[Task prompt]: Filter the records down to the lines that hold the word "below", and copy each of those lines.

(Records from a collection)
- - -

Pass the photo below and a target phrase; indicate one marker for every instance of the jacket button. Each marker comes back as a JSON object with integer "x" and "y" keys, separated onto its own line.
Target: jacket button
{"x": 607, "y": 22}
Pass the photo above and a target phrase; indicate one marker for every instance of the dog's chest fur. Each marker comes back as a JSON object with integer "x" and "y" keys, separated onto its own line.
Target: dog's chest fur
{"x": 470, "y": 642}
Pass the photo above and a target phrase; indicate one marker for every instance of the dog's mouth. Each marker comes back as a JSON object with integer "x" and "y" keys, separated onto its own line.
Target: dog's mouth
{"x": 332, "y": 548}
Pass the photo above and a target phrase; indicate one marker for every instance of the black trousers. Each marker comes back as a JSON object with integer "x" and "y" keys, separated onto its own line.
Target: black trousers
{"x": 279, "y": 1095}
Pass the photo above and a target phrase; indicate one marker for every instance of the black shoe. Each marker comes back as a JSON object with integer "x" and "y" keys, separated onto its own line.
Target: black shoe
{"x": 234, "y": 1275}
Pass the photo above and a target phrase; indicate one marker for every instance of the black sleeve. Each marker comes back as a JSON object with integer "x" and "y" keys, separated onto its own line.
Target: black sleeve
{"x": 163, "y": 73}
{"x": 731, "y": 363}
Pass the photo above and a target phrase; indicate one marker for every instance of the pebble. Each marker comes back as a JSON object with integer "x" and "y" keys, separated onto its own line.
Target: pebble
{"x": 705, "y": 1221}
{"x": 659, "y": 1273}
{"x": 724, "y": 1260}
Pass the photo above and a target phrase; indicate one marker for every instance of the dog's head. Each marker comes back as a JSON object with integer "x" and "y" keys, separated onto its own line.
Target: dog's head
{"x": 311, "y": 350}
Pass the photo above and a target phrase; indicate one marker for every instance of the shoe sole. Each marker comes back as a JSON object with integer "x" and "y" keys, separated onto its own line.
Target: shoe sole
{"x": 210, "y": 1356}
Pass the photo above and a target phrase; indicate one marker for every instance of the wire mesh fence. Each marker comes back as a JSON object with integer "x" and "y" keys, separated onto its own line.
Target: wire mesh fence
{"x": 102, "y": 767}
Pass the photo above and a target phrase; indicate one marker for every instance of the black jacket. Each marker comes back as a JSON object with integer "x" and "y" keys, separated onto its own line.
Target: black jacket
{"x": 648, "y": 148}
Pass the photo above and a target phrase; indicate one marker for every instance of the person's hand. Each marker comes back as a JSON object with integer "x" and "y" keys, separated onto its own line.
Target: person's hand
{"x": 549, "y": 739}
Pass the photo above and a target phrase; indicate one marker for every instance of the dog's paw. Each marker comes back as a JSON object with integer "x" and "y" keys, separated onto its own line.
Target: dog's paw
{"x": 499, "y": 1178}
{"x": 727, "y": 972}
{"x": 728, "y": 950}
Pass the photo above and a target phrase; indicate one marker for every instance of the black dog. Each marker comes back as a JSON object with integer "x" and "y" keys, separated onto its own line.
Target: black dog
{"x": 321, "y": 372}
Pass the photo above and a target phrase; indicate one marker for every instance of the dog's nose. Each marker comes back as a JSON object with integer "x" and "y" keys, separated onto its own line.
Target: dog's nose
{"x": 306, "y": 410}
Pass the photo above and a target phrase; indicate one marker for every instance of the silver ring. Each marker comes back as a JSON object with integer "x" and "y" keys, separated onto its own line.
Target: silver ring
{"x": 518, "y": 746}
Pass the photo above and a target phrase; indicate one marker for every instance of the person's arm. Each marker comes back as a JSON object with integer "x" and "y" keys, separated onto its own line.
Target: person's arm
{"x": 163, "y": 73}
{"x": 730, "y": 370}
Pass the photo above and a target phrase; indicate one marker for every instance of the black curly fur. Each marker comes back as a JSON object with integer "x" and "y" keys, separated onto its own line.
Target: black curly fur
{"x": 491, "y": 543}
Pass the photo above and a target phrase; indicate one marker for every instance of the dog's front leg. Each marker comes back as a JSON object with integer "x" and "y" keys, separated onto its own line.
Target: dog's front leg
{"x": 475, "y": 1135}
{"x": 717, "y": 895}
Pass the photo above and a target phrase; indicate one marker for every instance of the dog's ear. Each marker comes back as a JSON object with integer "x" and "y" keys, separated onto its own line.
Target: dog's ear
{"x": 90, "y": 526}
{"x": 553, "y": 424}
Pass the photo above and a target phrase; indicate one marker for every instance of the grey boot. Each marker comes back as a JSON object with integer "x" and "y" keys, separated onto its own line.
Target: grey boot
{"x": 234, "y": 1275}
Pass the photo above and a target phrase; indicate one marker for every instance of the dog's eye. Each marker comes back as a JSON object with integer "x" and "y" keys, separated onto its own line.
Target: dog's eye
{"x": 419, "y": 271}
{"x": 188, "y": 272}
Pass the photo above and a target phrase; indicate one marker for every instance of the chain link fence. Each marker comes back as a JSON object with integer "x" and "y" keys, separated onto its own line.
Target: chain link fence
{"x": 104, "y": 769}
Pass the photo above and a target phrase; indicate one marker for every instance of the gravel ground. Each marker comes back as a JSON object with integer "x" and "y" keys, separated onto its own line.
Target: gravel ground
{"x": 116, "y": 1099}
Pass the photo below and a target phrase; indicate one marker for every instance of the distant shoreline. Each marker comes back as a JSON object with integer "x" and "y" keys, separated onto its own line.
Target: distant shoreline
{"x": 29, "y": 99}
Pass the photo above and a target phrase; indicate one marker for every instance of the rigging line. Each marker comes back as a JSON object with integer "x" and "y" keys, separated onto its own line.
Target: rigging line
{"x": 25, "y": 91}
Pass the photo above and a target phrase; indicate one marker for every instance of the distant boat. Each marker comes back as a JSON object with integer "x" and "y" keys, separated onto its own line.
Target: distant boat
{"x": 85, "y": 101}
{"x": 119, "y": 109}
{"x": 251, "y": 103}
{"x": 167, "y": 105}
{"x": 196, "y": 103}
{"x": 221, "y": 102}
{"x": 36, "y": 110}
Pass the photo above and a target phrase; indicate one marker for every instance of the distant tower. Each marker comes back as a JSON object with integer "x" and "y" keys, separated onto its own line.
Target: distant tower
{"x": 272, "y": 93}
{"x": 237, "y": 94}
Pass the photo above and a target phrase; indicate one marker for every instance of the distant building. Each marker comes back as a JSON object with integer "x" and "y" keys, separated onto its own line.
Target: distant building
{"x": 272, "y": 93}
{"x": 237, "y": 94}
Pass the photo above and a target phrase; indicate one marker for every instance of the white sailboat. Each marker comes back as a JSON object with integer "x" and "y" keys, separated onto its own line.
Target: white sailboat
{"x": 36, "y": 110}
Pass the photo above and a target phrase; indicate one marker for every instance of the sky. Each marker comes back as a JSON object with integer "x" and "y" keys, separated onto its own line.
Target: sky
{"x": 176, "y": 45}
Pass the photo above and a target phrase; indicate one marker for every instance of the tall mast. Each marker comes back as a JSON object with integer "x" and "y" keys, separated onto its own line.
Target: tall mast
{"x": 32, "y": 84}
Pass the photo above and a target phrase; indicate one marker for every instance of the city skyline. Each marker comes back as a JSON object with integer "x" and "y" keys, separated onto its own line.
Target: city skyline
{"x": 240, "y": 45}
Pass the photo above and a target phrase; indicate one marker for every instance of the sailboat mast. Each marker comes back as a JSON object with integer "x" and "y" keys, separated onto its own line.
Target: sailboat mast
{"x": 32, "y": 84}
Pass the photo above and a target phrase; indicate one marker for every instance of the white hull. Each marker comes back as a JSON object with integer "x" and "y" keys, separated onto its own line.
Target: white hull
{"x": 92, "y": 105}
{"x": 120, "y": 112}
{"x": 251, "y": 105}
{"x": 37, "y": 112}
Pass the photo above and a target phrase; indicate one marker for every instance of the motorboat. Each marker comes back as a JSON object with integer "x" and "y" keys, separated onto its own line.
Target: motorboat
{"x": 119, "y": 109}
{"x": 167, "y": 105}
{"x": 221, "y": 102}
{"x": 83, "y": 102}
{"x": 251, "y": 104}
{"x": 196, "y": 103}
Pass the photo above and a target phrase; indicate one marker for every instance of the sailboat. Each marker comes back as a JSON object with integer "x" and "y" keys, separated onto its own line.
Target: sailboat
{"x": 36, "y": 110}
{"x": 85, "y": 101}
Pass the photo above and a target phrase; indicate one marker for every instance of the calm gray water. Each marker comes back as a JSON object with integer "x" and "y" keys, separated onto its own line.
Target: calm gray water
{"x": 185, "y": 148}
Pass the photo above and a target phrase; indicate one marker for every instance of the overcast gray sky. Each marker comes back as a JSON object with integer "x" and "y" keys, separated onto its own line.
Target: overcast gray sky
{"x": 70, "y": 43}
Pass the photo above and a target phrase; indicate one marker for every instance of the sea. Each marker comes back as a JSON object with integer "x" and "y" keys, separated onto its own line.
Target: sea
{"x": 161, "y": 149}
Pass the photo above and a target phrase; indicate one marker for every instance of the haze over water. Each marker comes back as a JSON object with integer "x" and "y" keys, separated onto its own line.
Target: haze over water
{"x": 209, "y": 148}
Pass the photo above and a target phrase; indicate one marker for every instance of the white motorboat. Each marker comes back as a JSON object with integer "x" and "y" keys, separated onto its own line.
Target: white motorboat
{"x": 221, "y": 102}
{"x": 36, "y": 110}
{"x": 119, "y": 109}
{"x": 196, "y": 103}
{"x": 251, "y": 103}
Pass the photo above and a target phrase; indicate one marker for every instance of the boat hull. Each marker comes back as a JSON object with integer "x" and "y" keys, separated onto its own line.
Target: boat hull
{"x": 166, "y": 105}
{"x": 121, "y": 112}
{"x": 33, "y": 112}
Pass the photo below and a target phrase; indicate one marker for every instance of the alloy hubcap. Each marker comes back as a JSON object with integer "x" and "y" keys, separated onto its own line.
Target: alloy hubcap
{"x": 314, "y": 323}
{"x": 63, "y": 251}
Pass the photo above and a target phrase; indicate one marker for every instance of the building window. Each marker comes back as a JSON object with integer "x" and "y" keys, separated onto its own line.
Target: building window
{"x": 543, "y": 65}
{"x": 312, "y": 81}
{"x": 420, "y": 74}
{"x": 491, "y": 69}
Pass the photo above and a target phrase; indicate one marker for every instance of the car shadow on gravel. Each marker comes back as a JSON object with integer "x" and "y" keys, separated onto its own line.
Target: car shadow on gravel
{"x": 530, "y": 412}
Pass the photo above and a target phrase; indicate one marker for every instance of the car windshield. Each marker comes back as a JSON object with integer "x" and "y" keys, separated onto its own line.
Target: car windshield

- - -

[Output of the task]:
Pass the photo below and a target phrase; indicate one marker for every instance of the jacket button. Each marker comes back as a JSON object with integer "x" and "y" keys, separated onto its own line.
Pass the photo below and a target phrase; indicate one marker for every instance of the distant shoreline. Each marker comes back as a JSON object with integer "x" and "y" keys, separated onto its own line.
Pass the photo below and a target phrase; indicate one marker for every instance of the alloy hubcap. Each marker comes back as a JSON object with integer "x" and "y" keys, separated onto its own line.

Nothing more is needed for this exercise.